Crossroads at 68: La Encrucijada veracruzana and the Song of the Cicada

We’ve all asked or been asked those “where were you when…” questions of specific historical events that shook the world as we knew it in our lifetimes. I remember the moment very clearly when I learned of the 9/11 attacks. I was a sophomore in high school; the whole school stopped what they were doing, turned on the TVs, and watched as the Twin Towers collapsed. From the shocking deaths of politicians, activists and artists to bombings and instances of violence, every generation remembers certain traumatic events that help to form and forever mark their collective memory. In his novel Amuleto (1999), Roberto Bolaño frames his narrative around the trauma of one of those so-called “where were you when…” moments through the first person account of Auxilio Lacouture, a Uruguayan woman who moved to Mexico City in the sixties. During the Student Movement in 1968, Auxilio spent twelve days in hiding in a stall in the women’s bathroom on the fourth floor of the Department of Philosophy and Literature of the UNAM during the Mexican army’s occupation of the autonomous university from the twelfth to the thirtieth of September. This traumatic experience repeatedly returns to the narrator, following and haunting her existence. Time and space overlap and blur throughout this nonlinear and non-teleological novel whose plot relies on a narrator whose memory is admittedly questionable. She writes, “I came to Mexico City in 1967, or maybe it was 1965, or 1962. I’ve got no memory for dates anymore, or exactly where my wanderings took me; all I know is that I came to Mexico and never went back” (Bolaño 2).

Time is distorted in this novel, where past, present and future are at times indistinguishable and simultaneous. Auxilio’s recurring traumatic memory in the bathroom of the UNAM in September of 1968 serves as the lens through which she views her own experiences. She describes:

“I don’t know why I remember that afternoon. That afternoon of 1971 or 1972. And the strangest thing is that I remember it prospectively, from 1968. From my watchtower, my bloody subway carriage, from my gigantic rainy day. From the women’s bathroom on the fourth floor of the Faculty of Philosophy and Literature, the timeship from which I can observe the entire life and times of Auxilio Lacouture, such as they are” (Bolaño 56).

Bolaño’s treatment of time and space in Amuleto corresponds to Bhabha’s idea of the present and the “in-between” space. He writes, “Such art does not merely recall the past as social cause or aesthetic precedent; it renews the past, refiguring it as a contingent ‘in-between’ space, that innovates and interrupts the performance of the present. The ‘past-present’ becomes part of the necessity, not the nostalgia, of living” (7). By seamlessly intertwining different layers of time, material, geographical, and imaginary spaces, and seemingly real, imagined, and hallucinatory episodes, Auxilio is trapped in the [traumatic] space of the in-between.

■ EXTRACTED MATERIAL
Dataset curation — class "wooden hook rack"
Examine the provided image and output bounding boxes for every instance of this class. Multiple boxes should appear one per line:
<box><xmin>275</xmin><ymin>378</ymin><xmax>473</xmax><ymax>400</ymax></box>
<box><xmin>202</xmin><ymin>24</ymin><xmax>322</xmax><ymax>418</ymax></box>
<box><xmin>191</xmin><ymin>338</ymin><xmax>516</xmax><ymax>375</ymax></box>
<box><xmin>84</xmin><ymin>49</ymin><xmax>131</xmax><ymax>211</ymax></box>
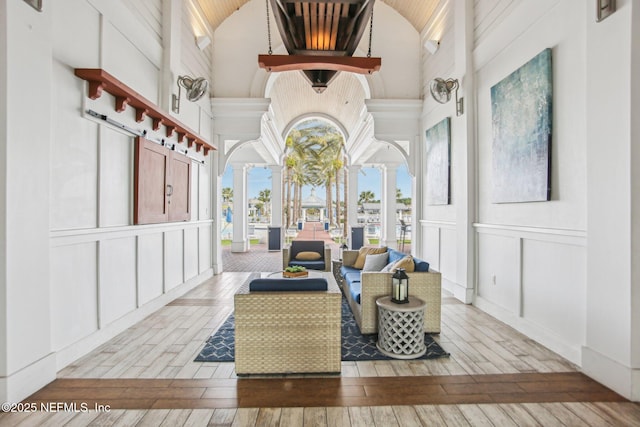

■ DIRECTIVES
a. Which years does Auxilio give, in the quotation from the essay on Bolaño's Amuleto, as possible dates of her arrival in Mexico City?
b. Please continue the essay on Bolaño's Amuleto from its final sentence.

■ RESULTS OF THE TASKS
a. 1967, 1965, 1962

b.
Although unclear to the reader her reason for leaving Montevideo, Auxilio is one of many transnational subjects in Mexico City. When she first arrives, she shows up at the door of two exiled Spanish poets she admires offering free services as a maid in order to spend time with the eccentric writers who share her nomadic existence. Bolaño writes:

“Like me, they were wanderers, although for very different reasons; nobody drove me out of Montevideo; one day I simply decided to leave and go to Buenos Aires, and after a few months or maybe a year in Buenos Aires, I decided to keep traveling, because by then I already knew that Mexico was my destiny and I knew that León Felipe was living in Mexico, and although I wasn’t sure whether Don Pedro Garfías was living here too, deep down I think I could sense it. Maybe it was madness that impelled me to travel. It could have been madness. I used to say it was culture. Of course culture sometimes is, or involves, a kind of madness. Maybe it was a lack of love that impelled me to travel. Or an overwhelming abundance of love. Maybe it was madness” (Bolaño 3).

León Felipe and Don Pedro, Spanish poets in exile during the Franco dictatorship, are not the only fellow wanderers she encounters in the capital. She meets Paolo, an Italian journalist who is waiting in Mexico to go to Cuba to interview Fidel Castro. Bolaño’s alter ego appears as Arturo Belano, a young Chilean poet living in Mexico who travels to Chile to take part in the revolution in 1972, only to return after Allende was overthrown. The encounters between writers center around the “Encrucijada veracruzana,” or Veracruz crossroads, the bar frequented by the members of the community of poets living in Mexico City. However, imaginary encounters as well as encounters with the dead coexist with the living, such as the ghosts of poets León Felipe, Don Pedro, and Remedios Varo. The diverse political contexts of the late sixties/early seventies throughout the Hispanic world intersect at this symbolic bar, where sociopolitical unrest and repressive regimes from Mexico, Cuba, Chile, Uruguay, and Spain meet and overlap. Through the perspective of the unreliable memory of the narrator, Bolaño’s hallucinatory novel blurs the lines between reality and imagination, complicates national space, and problematizes linear time. Furthermore, these narrative techniques help to divert from the nationalist narrative of 1968 towards a more transnational perspective of the events of the late sixties and early seventies in Mexico.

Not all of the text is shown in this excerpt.